** START **

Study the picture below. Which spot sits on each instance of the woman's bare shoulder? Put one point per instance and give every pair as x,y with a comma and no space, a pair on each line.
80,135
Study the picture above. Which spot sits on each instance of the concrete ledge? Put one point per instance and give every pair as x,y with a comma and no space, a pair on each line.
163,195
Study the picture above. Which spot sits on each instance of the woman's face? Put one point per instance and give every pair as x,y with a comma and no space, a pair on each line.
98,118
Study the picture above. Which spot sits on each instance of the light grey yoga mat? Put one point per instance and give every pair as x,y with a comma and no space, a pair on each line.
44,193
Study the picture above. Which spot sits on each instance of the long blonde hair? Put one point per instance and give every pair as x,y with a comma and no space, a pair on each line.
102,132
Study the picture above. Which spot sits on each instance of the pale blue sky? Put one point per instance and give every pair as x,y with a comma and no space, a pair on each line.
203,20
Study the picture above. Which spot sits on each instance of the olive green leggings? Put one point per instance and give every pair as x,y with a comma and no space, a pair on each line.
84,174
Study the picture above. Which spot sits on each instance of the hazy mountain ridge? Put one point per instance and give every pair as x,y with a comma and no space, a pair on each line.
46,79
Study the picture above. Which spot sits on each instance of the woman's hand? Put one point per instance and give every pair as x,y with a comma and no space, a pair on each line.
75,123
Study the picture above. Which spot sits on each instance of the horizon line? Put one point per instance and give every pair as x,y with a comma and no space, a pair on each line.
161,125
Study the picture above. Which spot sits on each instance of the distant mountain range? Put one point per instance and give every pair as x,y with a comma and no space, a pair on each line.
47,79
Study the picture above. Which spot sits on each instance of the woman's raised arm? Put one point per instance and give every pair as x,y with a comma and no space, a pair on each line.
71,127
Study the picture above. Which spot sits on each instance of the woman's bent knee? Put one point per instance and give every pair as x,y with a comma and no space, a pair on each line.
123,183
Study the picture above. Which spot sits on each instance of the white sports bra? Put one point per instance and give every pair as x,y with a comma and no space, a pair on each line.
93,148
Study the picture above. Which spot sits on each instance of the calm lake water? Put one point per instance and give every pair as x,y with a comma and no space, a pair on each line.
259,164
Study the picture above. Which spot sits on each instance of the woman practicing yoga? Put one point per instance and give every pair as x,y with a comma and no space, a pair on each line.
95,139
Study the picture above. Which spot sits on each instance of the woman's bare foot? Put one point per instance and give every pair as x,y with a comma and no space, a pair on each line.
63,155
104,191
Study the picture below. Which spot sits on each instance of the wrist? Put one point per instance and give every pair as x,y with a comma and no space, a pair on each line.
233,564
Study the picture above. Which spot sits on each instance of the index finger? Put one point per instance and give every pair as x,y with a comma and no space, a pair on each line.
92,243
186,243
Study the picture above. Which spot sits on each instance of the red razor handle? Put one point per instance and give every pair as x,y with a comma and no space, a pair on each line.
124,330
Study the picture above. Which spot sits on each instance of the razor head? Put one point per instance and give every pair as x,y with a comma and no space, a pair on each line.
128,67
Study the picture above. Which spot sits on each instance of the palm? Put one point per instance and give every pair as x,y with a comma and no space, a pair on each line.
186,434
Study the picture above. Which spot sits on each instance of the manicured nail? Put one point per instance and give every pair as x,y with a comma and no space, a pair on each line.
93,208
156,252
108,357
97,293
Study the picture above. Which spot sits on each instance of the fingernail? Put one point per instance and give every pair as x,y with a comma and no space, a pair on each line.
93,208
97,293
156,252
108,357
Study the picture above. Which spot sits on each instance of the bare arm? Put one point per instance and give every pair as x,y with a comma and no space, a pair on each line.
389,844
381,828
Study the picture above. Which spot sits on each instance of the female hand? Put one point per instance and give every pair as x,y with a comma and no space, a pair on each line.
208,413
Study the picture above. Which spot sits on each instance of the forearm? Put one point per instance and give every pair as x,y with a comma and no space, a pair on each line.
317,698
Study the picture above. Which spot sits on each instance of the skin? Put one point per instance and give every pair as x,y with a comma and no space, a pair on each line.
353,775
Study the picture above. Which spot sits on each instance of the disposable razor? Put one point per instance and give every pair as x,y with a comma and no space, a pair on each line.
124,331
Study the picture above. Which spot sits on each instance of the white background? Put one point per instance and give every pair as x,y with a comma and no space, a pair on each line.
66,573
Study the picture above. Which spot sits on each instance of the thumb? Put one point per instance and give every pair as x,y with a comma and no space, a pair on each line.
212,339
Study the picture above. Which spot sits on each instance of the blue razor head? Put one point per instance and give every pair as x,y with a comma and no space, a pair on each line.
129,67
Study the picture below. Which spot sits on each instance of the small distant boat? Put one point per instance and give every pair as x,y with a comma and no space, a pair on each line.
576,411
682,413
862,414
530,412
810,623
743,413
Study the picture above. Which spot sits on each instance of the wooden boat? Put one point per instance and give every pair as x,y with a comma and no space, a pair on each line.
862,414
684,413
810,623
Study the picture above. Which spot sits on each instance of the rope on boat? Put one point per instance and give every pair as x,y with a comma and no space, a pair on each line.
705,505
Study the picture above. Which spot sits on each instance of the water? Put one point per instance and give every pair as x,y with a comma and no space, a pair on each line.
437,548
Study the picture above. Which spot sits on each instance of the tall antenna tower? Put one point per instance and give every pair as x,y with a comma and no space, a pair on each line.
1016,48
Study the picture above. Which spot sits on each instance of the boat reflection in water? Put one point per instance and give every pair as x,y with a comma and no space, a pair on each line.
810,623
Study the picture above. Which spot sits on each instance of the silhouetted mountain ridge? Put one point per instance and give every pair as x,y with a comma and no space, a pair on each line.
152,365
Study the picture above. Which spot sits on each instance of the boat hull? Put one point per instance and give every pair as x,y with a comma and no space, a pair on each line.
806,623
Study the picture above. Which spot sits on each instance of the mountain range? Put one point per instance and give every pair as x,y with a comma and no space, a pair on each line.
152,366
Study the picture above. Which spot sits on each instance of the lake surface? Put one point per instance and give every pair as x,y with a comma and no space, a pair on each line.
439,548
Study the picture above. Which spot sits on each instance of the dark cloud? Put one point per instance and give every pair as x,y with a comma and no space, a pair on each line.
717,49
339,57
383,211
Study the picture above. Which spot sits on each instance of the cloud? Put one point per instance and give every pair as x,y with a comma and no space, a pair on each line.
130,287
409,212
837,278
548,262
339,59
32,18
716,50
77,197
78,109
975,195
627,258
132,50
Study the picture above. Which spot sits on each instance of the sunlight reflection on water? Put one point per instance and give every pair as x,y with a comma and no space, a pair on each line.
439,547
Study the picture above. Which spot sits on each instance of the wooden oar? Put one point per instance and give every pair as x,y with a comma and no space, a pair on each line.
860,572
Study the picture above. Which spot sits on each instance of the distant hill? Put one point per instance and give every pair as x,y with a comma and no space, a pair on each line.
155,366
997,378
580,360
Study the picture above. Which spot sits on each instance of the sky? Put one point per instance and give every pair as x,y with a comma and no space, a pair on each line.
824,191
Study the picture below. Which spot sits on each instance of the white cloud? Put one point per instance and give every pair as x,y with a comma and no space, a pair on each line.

** END **

▸ Aim of the task
Exactly reproduce the material above.

▸ Exercise result
Study the picture below. Which spot sits on each instance of the woman's bare shoulder? Put one point per instance and give every pair as x,y with a comma and no space, a pair on each line.
80,135
Study the picture above. Which spot sits on each instance of the concrete ledge? Put one point per instance and give every pair as x,y with a comma and no space, a pair on each line.
163,195
Study the picture above. Which spot sits on each instance of the woman's face? Put one point per instance and give every pair as x,y with a comma and no space, a pair on each line.
98,118
Study the picture above. Which spot sits on each instance of the light grey yoga mat? Put one point per instance and give every pair as x,y with a comma and no space, a pair on each line.
44,193
Study the picture above. Which spot sits on each instance of the long blonde hair? Put one point per instance and give every pair as x,y with a comma and no space, a pair on each line.
102,132
Study the picture above. Which spot sits on each instance of the pale blue sky? Put one point per instance and give every pair as x,y with a comma and no space, a pair on each line.
203,20
Study the picture above. Which spot sits on each instance of the olive green leggings? Put one point per instance and give every pair as x,y with a comma and no space, a pair on each line.
84,174
Study the picture above. Which spot sits on each instance of the hazy mountain ridge? Put one point per instance and give every pair as x,y with a comma and no space, a pair on each line.
46,79
Study the picture above. Which spot sits on each instance of the woman's hand? Put one point per instance and give every pair as x,y with a comma and no space, a pair on each line.
75,123
Study the picture above. Which spot sits on each instance of the horizon line? Put one point per instance and give every pair as x,y with a comma and no space, a pair on each line.
161,125
Study the picture above. Which spot sits on each instance of the distant mountain range? Put one point per instance and give every pair as x,y with a comma and no space, a pair on each line.
47,79
Study the picture above. Which spot sits on each instance of the woman's raised arm? Put one point per instance and give every pair as x,y with a comma and no space, a pair on each line.
71,127
Study the picture above. Which spot sits on each instance of the woman's bent knee? Put one point per instance and give every pair as x,y with a comma and no space, a pair on each line.
123,183
Study the picture above. Which spot sits on each instance of the white sports bra? Put one point per instance and give every pair as x,y with a comma and no space, a pair on each line.
93,148
Study the picture above. Which spot sits on each instance of the calm lake water? Put one point per instance and give every pair as x,y with a comma and no space, a pair on each line.
259,164
Study the picture above. Which spot sits on each instance of the woman practicing yoga? Put one point per instance and give every pair as x,y with a comma and no space, a pair on each line.
95,139
Study the picture above. Which spot sits on each instance of the woman's bare foot? Put one point per instance and give every pair as x,y with a comma and no space, a pair on each line.
63,155
104,191
Study the picture below. Which spot sits on each instance of the wrist? Put one point per instance and give every pair as x,y with a comma and no space, a pair on each line.
233,564
Study the picture above. Which spot sits on each instance of the index finger? Put one point per instance and give every pair as x,y with a comma and no space, a pair on each line.
92,243
186,243
Study the picture above. Which spot sits on each instance of the red razor handle? Put one point per instance and give every pair as x,y with a comma and no space, a pair on each line.
124,330
Study the picture above. Which spot sits on each instance of the razor head? Put one point per instance and give every pair as x,y with a comma and no space, a pair on each line.
128,67
Study the picture above. Which spot sits on each instance of the palm? Put one point per instance and give every pair as x,y with a comma and no space, a pair on each line.
186,434
Study the picture above. Which spot sits on each instance of the manicured nail? Put one point per instance and give every pair as x,y with a comma and no space, a pair on each line.
93,208
156,252
108,357
97,293
Study the picture above. Which spot sits on each instance of the fingernail? Put one point per instance and give every pair as x,y with a comma and no space, a pair on each line.
93,208
97,293
156,252
108,357
Study the picture above. Which spot sits on each instance of the bare arm? Put one point per instance and give every pair as x,y with a comma and no space, a pair on each line.
389,844
381,828
Study the picture above. Which spot sits on each instance of the female hand? Put one point per instance and give every pair as x,y with a comma and no space, a pair on each line.
208,413
Study the picture above. Which spot sits on each instance of the forearm? Put one point per instance and give every pair as x,y with a comma and no space, a pair on each line.
317,698
Study the picture above. Which spot sits on each instance of the skin? Put one point per instance and give every pair as x,y with a comma and no space, a pair on each line.
353,775
Study the picture above. Which spot sits on each instance of the disposable razor? Put one point per instance and give every pair as x,y with a comma and no space, a pair on each line.
124,331
Study the picture above. Which spot sits on each instance of the white background? Put one point per instance and give every pair as x,y with a comma and no space, a pair on each line.
66,573
Study the picture above. Which spot sits on each instance of the thumb? Put one point per instance and give every pair as x,y with a comma and no space, a pair on each line.
212,339
Study the picture above. Which spot sits on each instance of the blue razor head? Put one point per instance and give every pair as x,y with a comma and no space, a pair on each line.
129,67
Study the picture below. Which spot sits on each instance of the small distant boat? Put one point per instance and give every pair as x,y with a comma and no space, a pair on each line.
576,411
682,413
862,414
530,412
810,623
743,413
Study the picture above. Which spot sits on each instance of the wooden boat? Put one point per instance and give every pair as x,y with a comma and no space, a pair on each line.
862,414
684,413
810,623
Study the picture above. Which spot sits on each instance of the rope on boat? Put one point per instance and give every pair as x,y with a comma and no space, a pair on each line.
705,505
Study the picture above. Which spot sits on each instance of the water? Put one point per instance and give every pair as x,y with a comma and no space, a pair on each line.
437,548
Study the picture above. Which spot sits on each instance of the tall antenna tower? Put one point per instance and give every pair as x,y with a comma and no space, a pair on each line.
1016,48
Study the picture above. Which spot sits on each instance of the boat reflection in water? Put one point per instance and give every pair as x,y with a comma and no space, a pair on each line.
810,623
Study the picture above. Which spot sits on each instance of the silhouetted mountain ridge? Put one point per instance and give every pair as x,y with a comma and no space, a pair on each line.
152,365
Study the picture above. Which spot sits on each instance of the boat hull? Put one point per instance and give every pair as x,y with a comma and no space, a pair on each line.
806,623
Study the picture above. Which spot sits on each instance of the mountain range? Put one point per instance and give every pair as x,y with a comma and no space, a pair on each line.
152,366
Study the picture above. Which spot sits on each instance of the lake surface? Put one point per instance and give every pair as x,y with a comma and no space, a pair on each line.
439,548
Study the picture above. Which spot sits on each instance of the dark cloud? Put one point per instance and give every pair as x,y with a comma and no space, a pair on each line.
717,49
339,57
383,211
Study the picture above. Which spot sits on each instance of the cloud? Put one point per instance and give every pair as x,y with a comma and no space, a pair on each line.
130,287
409,212
837,278
548,262
339,59
32,18
716,50
77,197
78,109
975,195
627,258
132,50
Study the picture above. Which spot sits on each instance of the sunlight reflection on water? Put one point per instance and give every pair as x,y with a comma and no space, a pair on each line.
439,547
Study the picture above. Which spot sits on each instance of the wooden oar? Put one point per instance and give every pair as x,y with a comma and no space, a pair on each line.
860,572
Study the picture above. Which spot sits on each instance of the distant hill? Put one point per instance and give every pair as x,y with a comma and no space, a pair on each line.
155,366
997,378
580,360
Study the picture above. Which spot sits on each instance of the sky? Put one point per instance and give every pair as x,y with a comma and no space, a pair on each line.
824,191
Study the picture below. Which spot sits on each instance of the white cloud? Put one point per instance and give every pair as x,y with a comma and no space, a pair on each line.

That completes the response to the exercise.